*Trecho fornecido*

━━━━━━━━━━━━━━━━━━━━━━━━━━━━━━

O discurso do Dr. Lyra na inauguração da Maternidade, foi uma brilhante peça de literatura e eu, como seu amigo e companheiro político, juntamente com Dr. José Antonio Trevisan tomamos o cuidado de preservá-lo.

Daí a razão de publicá-lo nessa minha crônica prestando assim uma homenagem ao saudoso amigo, Dr. Eduardo do Amaral Lyra, médico operador, Deputado Estadual, Prefeito e Presidente da Câmara em nossa cidade em um curto período, pois passávamos transitoriamente de uma ditadura para a democracia.

━━━━━━━━━━━━━━━━━━━━━━━━━━━━━━

*Dados do exercício*
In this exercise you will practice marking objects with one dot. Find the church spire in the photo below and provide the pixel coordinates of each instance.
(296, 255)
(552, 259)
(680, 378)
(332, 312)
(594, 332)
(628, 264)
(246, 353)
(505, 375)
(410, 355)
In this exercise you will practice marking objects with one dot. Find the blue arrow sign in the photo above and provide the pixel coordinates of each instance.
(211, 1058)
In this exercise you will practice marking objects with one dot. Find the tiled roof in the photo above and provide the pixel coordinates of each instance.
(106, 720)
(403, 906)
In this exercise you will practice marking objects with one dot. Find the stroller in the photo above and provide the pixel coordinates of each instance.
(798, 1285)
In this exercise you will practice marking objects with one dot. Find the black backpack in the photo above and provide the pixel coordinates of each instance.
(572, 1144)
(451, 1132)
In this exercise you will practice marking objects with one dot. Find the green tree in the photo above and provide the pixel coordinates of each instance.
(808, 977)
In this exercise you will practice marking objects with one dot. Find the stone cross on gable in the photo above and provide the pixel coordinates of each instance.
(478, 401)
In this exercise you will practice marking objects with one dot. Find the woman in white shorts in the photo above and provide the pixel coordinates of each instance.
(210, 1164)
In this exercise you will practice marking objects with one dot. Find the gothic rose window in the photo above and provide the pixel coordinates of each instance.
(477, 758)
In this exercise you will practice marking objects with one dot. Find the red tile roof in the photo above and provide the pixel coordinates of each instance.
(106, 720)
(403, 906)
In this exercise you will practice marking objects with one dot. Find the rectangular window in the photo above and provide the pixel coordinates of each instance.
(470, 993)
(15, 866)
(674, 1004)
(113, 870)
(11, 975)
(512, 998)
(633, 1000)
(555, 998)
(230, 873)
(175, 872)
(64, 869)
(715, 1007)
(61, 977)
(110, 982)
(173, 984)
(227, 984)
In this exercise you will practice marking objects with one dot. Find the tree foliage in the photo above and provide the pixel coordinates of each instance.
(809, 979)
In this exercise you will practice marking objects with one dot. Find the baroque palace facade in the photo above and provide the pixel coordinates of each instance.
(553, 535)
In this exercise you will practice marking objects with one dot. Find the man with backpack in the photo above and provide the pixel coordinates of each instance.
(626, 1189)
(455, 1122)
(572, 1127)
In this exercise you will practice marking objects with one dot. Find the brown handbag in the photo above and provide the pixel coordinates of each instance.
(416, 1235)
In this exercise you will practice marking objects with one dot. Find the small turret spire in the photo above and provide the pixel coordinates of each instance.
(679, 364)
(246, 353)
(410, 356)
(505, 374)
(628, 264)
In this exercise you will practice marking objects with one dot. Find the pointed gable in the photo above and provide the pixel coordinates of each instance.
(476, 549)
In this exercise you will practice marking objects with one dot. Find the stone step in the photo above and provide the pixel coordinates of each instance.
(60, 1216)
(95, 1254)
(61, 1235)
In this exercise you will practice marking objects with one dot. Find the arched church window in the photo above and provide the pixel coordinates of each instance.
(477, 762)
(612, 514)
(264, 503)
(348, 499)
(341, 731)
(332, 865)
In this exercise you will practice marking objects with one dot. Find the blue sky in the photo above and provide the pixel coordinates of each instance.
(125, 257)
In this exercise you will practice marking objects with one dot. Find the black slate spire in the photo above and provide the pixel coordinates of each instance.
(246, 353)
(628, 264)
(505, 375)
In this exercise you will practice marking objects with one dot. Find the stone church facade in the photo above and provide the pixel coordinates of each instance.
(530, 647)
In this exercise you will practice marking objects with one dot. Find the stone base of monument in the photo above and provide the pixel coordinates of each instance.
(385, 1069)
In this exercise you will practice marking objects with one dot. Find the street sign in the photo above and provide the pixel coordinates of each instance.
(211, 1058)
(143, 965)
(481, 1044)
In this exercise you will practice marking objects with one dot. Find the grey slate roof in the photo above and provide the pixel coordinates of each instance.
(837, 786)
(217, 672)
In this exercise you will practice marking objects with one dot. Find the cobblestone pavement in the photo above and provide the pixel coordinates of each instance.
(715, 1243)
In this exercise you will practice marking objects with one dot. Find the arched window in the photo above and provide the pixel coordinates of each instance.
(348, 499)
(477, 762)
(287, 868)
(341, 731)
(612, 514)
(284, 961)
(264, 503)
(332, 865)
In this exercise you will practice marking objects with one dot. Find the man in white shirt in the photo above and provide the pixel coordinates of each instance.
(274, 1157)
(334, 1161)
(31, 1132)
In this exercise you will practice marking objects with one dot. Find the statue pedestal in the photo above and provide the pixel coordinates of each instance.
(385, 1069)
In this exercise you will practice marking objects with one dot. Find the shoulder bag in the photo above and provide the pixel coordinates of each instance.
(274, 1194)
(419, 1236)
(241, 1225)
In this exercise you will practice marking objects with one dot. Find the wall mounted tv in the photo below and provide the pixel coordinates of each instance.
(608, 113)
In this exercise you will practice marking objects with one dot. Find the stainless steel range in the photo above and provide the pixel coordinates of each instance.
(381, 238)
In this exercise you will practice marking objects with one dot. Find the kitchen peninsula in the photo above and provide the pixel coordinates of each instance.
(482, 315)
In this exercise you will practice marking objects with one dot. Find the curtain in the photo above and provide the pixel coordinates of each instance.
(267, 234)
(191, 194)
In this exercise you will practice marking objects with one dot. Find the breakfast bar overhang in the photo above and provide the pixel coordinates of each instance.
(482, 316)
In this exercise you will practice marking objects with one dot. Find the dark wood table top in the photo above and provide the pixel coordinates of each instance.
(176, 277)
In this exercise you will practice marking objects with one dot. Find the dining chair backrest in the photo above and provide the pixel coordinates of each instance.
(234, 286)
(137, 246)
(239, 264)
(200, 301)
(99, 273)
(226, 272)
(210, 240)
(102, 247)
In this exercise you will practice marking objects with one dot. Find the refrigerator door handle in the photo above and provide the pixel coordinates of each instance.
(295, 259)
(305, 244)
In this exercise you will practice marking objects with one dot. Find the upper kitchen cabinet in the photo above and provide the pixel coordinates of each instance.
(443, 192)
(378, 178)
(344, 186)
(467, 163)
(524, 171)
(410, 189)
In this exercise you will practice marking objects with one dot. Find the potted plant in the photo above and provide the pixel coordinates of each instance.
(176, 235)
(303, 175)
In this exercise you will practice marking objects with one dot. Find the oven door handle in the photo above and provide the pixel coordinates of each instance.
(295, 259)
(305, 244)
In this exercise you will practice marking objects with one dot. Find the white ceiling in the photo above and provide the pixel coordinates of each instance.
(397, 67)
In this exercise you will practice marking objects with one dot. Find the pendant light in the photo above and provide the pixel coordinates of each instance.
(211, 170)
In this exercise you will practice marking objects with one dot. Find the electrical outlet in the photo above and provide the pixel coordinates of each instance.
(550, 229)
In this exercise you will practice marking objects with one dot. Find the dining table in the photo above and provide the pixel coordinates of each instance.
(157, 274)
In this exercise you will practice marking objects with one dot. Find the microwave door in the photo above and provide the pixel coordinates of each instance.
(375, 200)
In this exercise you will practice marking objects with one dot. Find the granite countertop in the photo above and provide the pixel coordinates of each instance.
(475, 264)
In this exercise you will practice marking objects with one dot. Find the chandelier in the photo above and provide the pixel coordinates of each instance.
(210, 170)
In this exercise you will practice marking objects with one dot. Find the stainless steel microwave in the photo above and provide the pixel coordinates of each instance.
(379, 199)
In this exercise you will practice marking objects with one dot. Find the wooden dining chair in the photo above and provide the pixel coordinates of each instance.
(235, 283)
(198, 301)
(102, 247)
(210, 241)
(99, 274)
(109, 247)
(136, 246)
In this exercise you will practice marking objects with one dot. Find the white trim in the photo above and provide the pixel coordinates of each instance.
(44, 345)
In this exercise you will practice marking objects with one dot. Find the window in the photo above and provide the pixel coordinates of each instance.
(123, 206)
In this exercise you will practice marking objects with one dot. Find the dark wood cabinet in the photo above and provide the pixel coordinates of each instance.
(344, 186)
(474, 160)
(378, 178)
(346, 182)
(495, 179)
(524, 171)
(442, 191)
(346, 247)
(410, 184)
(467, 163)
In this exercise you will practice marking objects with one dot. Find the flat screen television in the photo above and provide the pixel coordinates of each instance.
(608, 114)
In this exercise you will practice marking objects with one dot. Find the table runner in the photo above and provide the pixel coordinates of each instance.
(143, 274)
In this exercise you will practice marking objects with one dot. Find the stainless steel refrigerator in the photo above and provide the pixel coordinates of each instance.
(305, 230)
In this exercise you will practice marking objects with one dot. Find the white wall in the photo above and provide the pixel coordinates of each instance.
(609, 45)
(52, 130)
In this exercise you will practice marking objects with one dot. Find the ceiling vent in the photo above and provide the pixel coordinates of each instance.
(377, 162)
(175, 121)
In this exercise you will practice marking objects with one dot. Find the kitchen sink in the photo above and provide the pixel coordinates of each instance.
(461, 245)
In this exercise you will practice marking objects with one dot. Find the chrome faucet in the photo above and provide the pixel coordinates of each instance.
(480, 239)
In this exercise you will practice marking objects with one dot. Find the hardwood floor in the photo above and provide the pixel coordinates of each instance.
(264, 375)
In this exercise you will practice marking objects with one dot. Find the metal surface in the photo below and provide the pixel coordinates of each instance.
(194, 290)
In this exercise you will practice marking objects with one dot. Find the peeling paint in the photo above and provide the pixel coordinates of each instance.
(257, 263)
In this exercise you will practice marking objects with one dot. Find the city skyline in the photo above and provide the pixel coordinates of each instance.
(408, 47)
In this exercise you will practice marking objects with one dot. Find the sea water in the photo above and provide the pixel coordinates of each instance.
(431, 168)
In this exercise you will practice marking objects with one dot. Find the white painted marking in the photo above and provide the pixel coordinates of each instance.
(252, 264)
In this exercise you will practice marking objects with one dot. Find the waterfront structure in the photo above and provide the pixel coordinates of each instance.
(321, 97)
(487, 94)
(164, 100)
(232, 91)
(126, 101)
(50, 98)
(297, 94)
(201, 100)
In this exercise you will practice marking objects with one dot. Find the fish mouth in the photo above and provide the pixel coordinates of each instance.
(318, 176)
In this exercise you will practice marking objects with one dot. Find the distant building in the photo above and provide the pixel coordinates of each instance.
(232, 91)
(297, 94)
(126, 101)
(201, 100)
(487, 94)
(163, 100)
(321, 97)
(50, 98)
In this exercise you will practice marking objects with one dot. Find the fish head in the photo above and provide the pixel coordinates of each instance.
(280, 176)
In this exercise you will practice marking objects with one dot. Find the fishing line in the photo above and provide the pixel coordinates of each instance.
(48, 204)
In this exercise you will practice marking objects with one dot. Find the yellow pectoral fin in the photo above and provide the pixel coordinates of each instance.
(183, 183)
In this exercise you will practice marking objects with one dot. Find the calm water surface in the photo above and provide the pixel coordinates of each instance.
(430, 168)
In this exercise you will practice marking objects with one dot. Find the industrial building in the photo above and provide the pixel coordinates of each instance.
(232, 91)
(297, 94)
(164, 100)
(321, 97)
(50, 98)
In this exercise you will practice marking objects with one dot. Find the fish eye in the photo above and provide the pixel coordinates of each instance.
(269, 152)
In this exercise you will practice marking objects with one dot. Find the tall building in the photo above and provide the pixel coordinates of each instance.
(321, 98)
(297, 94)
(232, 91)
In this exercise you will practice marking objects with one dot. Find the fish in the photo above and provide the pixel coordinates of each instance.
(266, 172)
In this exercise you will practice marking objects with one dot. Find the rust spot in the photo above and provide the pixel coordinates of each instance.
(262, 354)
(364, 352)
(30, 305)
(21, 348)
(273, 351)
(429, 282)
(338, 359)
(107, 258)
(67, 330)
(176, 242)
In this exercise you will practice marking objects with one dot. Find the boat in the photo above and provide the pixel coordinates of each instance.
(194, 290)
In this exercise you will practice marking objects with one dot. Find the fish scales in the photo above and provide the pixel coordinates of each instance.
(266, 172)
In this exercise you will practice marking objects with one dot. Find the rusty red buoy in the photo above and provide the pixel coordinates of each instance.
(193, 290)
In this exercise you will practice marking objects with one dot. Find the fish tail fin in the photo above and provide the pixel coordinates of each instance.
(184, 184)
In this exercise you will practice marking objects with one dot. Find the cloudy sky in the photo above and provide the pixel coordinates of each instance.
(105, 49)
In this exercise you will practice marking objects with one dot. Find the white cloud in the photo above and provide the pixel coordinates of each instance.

━━━━━━━━━━━━━━━━━━━━━━━━━━━━━━

*Instruções da tarefa*
Transcreva na íntegra o trecho sobre o discurso do Dr. Lyra, sem alterar nada. As linhas não são necessárias para esta tarefa.

*Solução do exercício*
O discurso do Dr. Lyra na inauguração da Maternidade, foi uma brilhante peça de literatura e eu, como seu amigo e companheiro político, juntamente com Dr. José Antonio Trevisan tomamos o cuidado de preservá-lo.

Daí a razão de publicá-lo nessa minha crônica prestando assim uma homenagem ao saudoso amigo, Dr. Eduardo do Amaral Lyra, médico operador, Deputado Estadual, Prefeito e Presidente da Câmara em nossa cidade em um curto período, pois passávamos transitoriamente de uma ditadura para a democracia.